Printing on an iron hand press is deceptively difficult. I regularly use an Albion "foolscap", which is a tabletop model issued by Hopkinson & Cope and so I knew a thing or two about the process when I approached the Kelmscott housed at the Cary Collection at RIT. Since the press is so large and has such an historic presence, I was glad to be assisted by Amelia Hugill-Fontanel, the Associate Curator of the Cary Collection and the woman who restored the press over the past year. Together, we spent hours wrapping the tympan, adjusting the micro-settings on the bed of the press, measuring the exact height of the carved block, setting the position on the bed, setting the stop point, and cutting the frisket to make a perfect mask for the image. We spent more time practicing the hand-rolling of the ink and making sure it was the right viscosity. Actually, that ink is not straight black, but has reflex blue cut into it to contrast the yellow tint of the paper. Oh, it was a huge process, but we just had to glance the book display case to our left to see the Kelmscott Chaucer and we knew that we had to make Morris proud. I think we did.

How did it feel to use the Kelmscott Press?

Printing on the Kelmscott Press was the highlight of my printing career. Really, when I am hanging out with other printers and we are exchanging print stories over a beer, my story wins every time!

How did you approach the design of this broadside?


The design of this broadside was created in collaboration with the Board of the William Morris Society, U.S. Jack Walsdorf, the President, was a tireless communicator who made sure that this project came to fruition. I really think it is an amazing thing to have a limited edition portrait of William Morris printed on the Kelmscott Press. I hope that the proceeds benefit the Society and that members enjoy the print. It was a pleasure to work with everyone involved.

To purchase the broadside, visit our online store here. All proceeds benefit the William Morris Society in the United States. 

Part II, Restoring the Press: Amelia Hugill-Fontanel


This is part two of a three part conversation series on the famous Kelmscott/Goudy Press. The K/G was once used by William Morris at his Kelmscott press, and is now found at the Cary Collection at RIT.

Our first guest was Steven Galbraith, Curator of the Cary Collection. Today, we catch up with Amelia Hugill-Fontanel, Associate Curator at the collection, and the person charged with restoring the press. Watch this space for a Q & A with Stephen Lee-Davis, the talented artist who printed a limited-edition broadside on the press.

:: Supplied information ::
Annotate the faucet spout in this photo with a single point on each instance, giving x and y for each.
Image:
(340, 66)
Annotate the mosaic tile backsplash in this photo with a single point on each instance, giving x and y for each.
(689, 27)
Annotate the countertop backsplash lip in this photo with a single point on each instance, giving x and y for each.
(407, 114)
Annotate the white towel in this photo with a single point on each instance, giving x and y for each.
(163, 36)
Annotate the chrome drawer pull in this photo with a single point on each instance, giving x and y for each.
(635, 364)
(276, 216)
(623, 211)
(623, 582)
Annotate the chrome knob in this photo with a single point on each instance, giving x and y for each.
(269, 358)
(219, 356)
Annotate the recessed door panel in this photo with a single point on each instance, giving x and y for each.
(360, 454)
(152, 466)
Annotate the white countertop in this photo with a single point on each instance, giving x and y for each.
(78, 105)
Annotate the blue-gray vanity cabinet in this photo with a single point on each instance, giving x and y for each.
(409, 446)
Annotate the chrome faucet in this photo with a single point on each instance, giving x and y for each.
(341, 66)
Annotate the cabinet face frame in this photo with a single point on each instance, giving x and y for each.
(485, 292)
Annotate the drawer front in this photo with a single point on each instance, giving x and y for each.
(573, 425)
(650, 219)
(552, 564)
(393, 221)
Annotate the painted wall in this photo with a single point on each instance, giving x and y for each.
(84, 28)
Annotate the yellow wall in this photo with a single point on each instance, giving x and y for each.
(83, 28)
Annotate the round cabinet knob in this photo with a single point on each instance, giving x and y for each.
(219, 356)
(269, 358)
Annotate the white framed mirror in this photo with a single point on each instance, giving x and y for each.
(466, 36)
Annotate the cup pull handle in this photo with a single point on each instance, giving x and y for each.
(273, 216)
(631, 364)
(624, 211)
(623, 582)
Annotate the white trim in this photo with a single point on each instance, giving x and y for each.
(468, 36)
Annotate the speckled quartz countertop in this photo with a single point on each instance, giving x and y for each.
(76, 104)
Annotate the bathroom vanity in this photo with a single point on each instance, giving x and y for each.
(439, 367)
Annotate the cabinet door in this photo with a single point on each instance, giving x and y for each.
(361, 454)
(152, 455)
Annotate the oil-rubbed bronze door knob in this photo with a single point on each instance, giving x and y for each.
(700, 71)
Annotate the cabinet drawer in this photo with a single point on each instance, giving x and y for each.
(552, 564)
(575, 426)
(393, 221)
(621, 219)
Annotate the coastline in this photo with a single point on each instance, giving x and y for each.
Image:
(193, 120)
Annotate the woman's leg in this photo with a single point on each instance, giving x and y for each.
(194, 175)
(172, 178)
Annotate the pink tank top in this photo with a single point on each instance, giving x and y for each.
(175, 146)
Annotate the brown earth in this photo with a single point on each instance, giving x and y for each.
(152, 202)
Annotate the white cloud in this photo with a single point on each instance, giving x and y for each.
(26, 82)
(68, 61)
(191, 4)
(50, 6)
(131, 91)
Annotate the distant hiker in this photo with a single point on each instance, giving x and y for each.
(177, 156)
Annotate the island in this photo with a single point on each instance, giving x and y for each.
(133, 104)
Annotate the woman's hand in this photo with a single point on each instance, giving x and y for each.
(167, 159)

:: Requirements ::
1. Reproduce word for word the stretch of the Kelmscott Press passage from "The design of this broadside was" through "with everyone involved.".
2. Decide whether each statement agrees with the Kelmscott Press passage, answering yes or no and quoting the deciding words: (a) The ink used on the press was plain black. (b) Amelia Hugill-Fontanel restored the press over the past year. (c) All proceeds from the broadside go to the William Morris Society in the United States.

:: Worked answers ::
1.
The design of this broadside was created in collaboration with the Board of the William Morris Society, U.S. Jack Walsdorf, the President, was a tireless communicator who made sure that this project came to fruition. I really think it is an amazing thing to have a limited edition portrait of William Morris printed on the Kelmscott Press. I hope that the proceeds benefit the Society and that members enjoy the print. It was a pleasure to work with everyone involved.

2.
(a) No: "that ink is not straight black, but has reflex blue cut into it"
(b) Yes: "the woman who restored the press over the past year"
(c) Yes: "All proceeds benefit the William Morris Society in the United States."